## Extrait fourni:
━━━

THIERRY BORSA, DIRECTEUR DE LA REDACTION DU PARISIEN
Ecoutez, beaucoup des questions que nos lecteurs nous ont transmises sur le site www.leparisien.fr ont été abordées dans ce que vient de dire le Premier ministre. Il y a, malgré tout, un certain nombre de points sur lesquels il reste des interrogations. Un de ces points, c'est la durée de cotisation pour les personnes qui ont connu des interruptions de carrière, des interruptions de carrière qui sont notamment liées à des périodes de chômage. Donc ces personnes aimeraient savoir ce qu'il est prévu pour compenser ces interruptions de carrière et la perte de cotisations qui en a découlé. L'autre question qui revient, aussi, beaucoup dans ce que nous envoie... dans les messages que nous envoient les internautes, c'est : est-ce que cette réforme sera de nature à garantir le montant de la rémunération pour les personnes lorsqu'elles arriveront à l'âge de la retraite ? Et puis enfin il y a une autre question qui apparaît de façon assez forte, ce soir, c'est sur une réforme de cette ampleur, une réforme de cette importance, est-ce que le gouvernement n'aurait pas dû consulter les Français par référendum ?
ARLETTE CHABOT
Voilà, merci Thierry, on vous retrouvera tout à l'heure. Le plus simple, le référendum... Pourquoi ? Parce que, en fait, c'est une question présidentielle ! Ce n'était pas... Effectivement, cette réforme n'était pas dans le programme de Nicolas SARKOZY, en 2008 il avait même dit « je n'ai pas reçu de mandat pour le faire », il y a eu la crise, elle est faite. Pourquoi ne pas consulter les Français ?

━━━

## Entrées fournies:
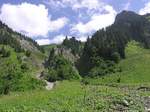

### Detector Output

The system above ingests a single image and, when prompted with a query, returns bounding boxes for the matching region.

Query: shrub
[25,50,31,57]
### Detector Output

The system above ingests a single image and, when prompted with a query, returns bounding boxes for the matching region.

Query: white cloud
[36,39,51,45]
[123,0,131,10]
[71,5,117,35]
[50,34,66,44]
[44,0,103,10]
[0,3,68,37]
[139,2,150,15]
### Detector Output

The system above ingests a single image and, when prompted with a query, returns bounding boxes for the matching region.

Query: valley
[0,11,150,112]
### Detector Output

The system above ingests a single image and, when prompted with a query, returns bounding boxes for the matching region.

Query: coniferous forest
[0,11,150,112]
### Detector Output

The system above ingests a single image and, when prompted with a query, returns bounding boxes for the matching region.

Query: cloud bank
[0,3,68,37]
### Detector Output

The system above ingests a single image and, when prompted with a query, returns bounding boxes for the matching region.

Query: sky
[0,0,150,45]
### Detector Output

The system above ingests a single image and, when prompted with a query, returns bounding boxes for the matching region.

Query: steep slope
[0,22,45,94]
[78,11,150,75]
[85,41,150,85]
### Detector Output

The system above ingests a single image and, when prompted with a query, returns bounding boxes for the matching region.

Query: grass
[0,42,150,112]
[0,81,144,112]
[87,41,150,84]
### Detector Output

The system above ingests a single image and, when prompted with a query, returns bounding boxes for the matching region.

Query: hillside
[0,11,150,112]
[85,41,150,84]
[0,22,46,94]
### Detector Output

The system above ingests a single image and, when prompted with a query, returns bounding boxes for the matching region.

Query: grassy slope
[86,42,150,84]
[0,81,148,112]
[0,42,150,112]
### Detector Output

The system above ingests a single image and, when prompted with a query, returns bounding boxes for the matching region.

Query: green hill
[85,41,150,84]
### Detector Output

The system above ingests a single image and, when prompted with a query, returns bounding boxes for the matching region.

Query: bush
[25,50,31,57]
[43,56,81,82]
[0,47,11,57]
[112,52,120,63]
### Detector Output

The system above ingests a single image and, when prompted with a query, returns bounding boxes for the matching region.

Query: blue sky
[0,0,150,45]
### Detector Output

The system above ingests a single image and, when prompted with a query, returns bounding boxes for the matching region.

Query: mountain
[0,21,45,94]
[78,11,150,75]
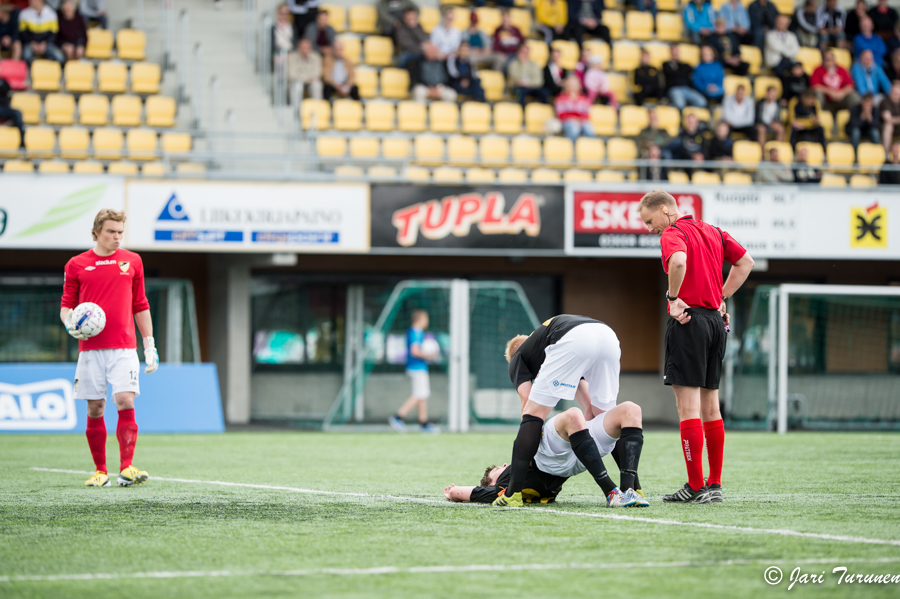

━━━

## Liste des consignes:
1 – D'après l'extrait fourni, pourquoi certaines personnes souhaitent-elles savoir ce qui est prévu pour compenser une partie de leur parcours ? Répondez en une à trois phrases.
2 – Énumérez tous les points sur lesquels, selon l'extrait fourni, les lecteurs s'interrogent encore au sujet de la réforme.
3 – Recopiez fidèlement le passage de l'extrait fourni qui va de « ARLETTE CHABOT » jusqu'à « les Français ? ».

## Liste des réponses:
1 – Ces personnes ont connu des interruptions de carrière, liées notamment à des périodes de chômage, qui ont entraîné une perte de cotisations. Elles veulent donc savoir ce qui est prévu pour compenser ces interruptions et la perte de cotisations qui en a découlé.

2 –
- La durée de cotisation pour les personnes ayant connu des interruptions de carrière, notamment liées à des périodes de chômage, et la compensation de la perte de cotisations qui en a découlé.
- La capacité de la réforme à garantir le montant de la rémunération des personnes lorsqu'elles arriveront à l'âge de la retraite.
- La question de savoir si le gouvernement n'aurait pas dû consulter les Français par référendum sur une réforme de cette ampleur.

3 –
ARLETTE CHABOT
Voilà, merci Thierry, on vous retrouvera tout à l'heure. Le plus simple, le référendum... Pourquoi ? Parce que, en fait, c'est une question présidentielle ! Ce n'était pas... Effectivement, cette réforme n'était pas dans le programme de Nicolas SARKOZY, en 2008 il avait même dit « je n'ai pas reçu de mandat pour le faire », il y a eu la crise, elle est faite. Pourquoi ne pas consulter les Français ?